◆ Supplied passage:
Segment Open
Article Text

A FOUR-YEAR SURVEILLANCE OF SEVERE NON-POLIO ENTEROVIRUS-ASSOCIATED DISEASES BEYOND THE NEONATAL PERIOD
  1. W C Li1,3,4,
  2. S R Shih2,3,
  3. S C Chang2,3,
  4. Y C Huang1,3,5,
  5. T Y Lin1,3,5
  1. 1Department of Pediatric Infectious Diseases, Chang Gung Children’s Hospital, Taoyuan, Taiwan, R.O.C
  2. 2Department of Biotechnology and Laboratory Science, Chang Gung University, Taoyuan, Taiwan, R.O.C
  3. 3Research Center for Emerging Viral Infections, Chang Gung University, Taoyuan, Taiwan, R.O.C
  4. 4Graduate Institue of Clinical Medical Sciences, Chang Gung University, Yaoyuan, Taiwan, R.O.C
  5. 5School of Medicine, College of Medicine, Chang Gung University, Yaoyuan, Taiwan, R.O.C

Abstract

Objective To understand the trend of severe non-polio enteroviruses beyond neonatal period.

Methods Clinical manifestations of patients aged between 1 month to 18 years with culture-confirmed non-polio enteroviral infections were analyzed in a tertiary teaching hospital between January 2004 and March 2008.
Segment Closed
◆ Exercise data:
Segment Open
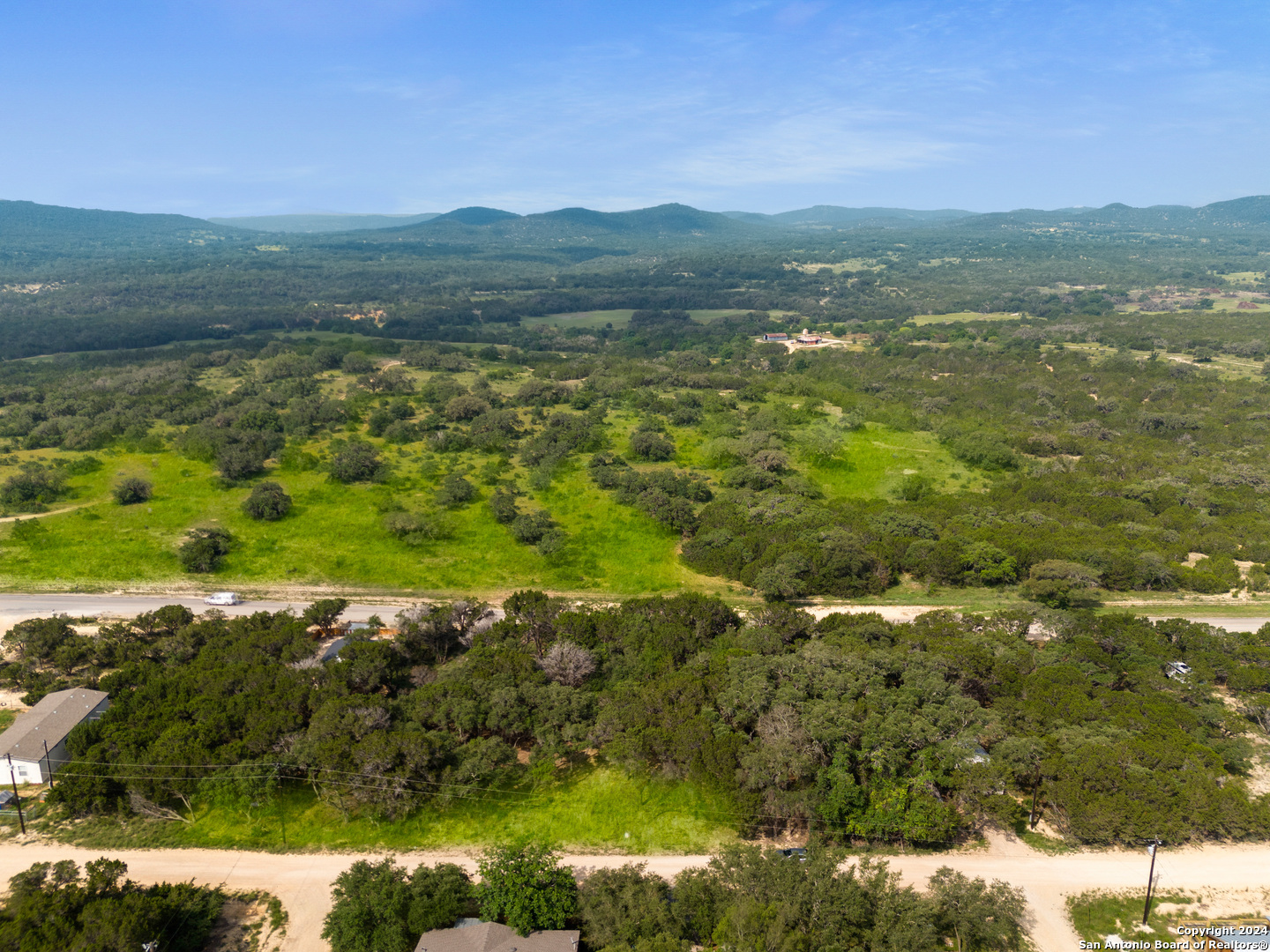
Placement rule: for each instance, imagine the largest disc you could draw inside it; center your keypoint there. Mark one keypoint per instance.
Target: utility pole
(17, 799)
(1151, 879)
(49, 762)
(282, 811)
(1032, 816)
Segment Closed
Segment Open
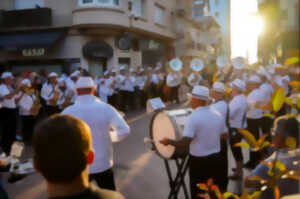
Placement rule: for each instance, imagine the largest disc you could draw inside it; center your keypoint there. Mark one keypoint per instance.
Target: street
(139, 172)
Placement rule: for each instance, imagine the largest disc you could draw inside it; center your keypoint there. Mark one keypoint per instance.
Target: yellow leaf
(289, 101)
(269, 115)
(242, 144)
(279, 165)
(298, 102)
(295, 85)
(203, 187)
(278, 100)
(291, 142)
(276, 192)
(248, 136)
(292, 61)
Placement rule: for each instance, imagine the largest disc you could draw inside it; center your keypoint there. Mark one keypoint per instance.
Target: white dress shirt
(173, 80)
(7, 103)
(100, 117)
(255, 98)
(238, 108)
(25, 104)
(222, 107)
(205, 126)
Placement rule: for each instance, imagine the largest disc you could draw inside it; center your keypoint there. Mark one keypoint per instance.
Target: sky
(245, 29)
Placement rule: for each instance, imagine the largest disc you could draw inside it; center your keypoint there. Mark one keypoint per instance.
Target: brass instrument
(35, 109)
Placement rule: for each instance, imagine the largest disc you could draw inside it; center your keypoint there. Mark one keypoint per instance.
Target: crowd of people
Segment Closed
◆ Exercise instructions:
1. Decide whether each statement agrees with the enterovirus surveillance abstract. Answer yes or no for each, and quote the words that decide it.
(a) The patients studied ranged in age from 1 month to 18 years.
(b) The study was carried out across several community clinics.
(c) The study period ended in March 2008.
2. Resume the enterovirus surveillance abstract after its last sentence, the one describing the Methods.

◆ Answers for this exercise:
1.
(a) Yes: "patients aged between 1 month to 18 years"
(b) No: "in a tertiary teaching hospital"
(c) Yes: "between January 2004 and March 2008"

2.
Results There were 3,223 laboratory-confirmed enteroviruses during this period. A total of 26 patients were diagnosed severe non-polio enterovirus-associated diseases. Nine were female, and 17 were male. The median age was 3.6±2.4 years. The average days from onset to deterioration were 3.4 days (range 1–10 days). Among the 18 patients with encephalitis, most of them had myoclonic jerk (14/18), and most of the encephalitic patients with myoclonic jerk were EV 71-infected (13/14). Interestingly, less than half (12/26) had oral ulcers, and/or skin rashes, thus making earlier diagnosis difficult. Nineteen patients had EV 71 isolated either from throat or rectal swabs. Non-EV 71 isolates were 3 coxB3, 2 non-typable, 1 coxA16, and 1 echo 6 viruses. IVIG had been used in 12 patients, 2 of them receiving both IVIG and ECMO were expired (both had myocarditis), and the last fatality was with EV 71-associated encephalitis and pulmonary hemorrhage. Pulmonary edema/hemorrhage appeared to be strongly associated with EV 71 infections. Other patients remained alive and recovered except one patient who was ventilator-dependent.

Conclusions EV 71-associated encephalitis and pulmonary edema/hemorrhage are fatal diseases among children in Taiwan. Even in the absence of typical oral ulcers or skin rashes, pediatricians should be alert about myoclonic jerk and other neurological signs.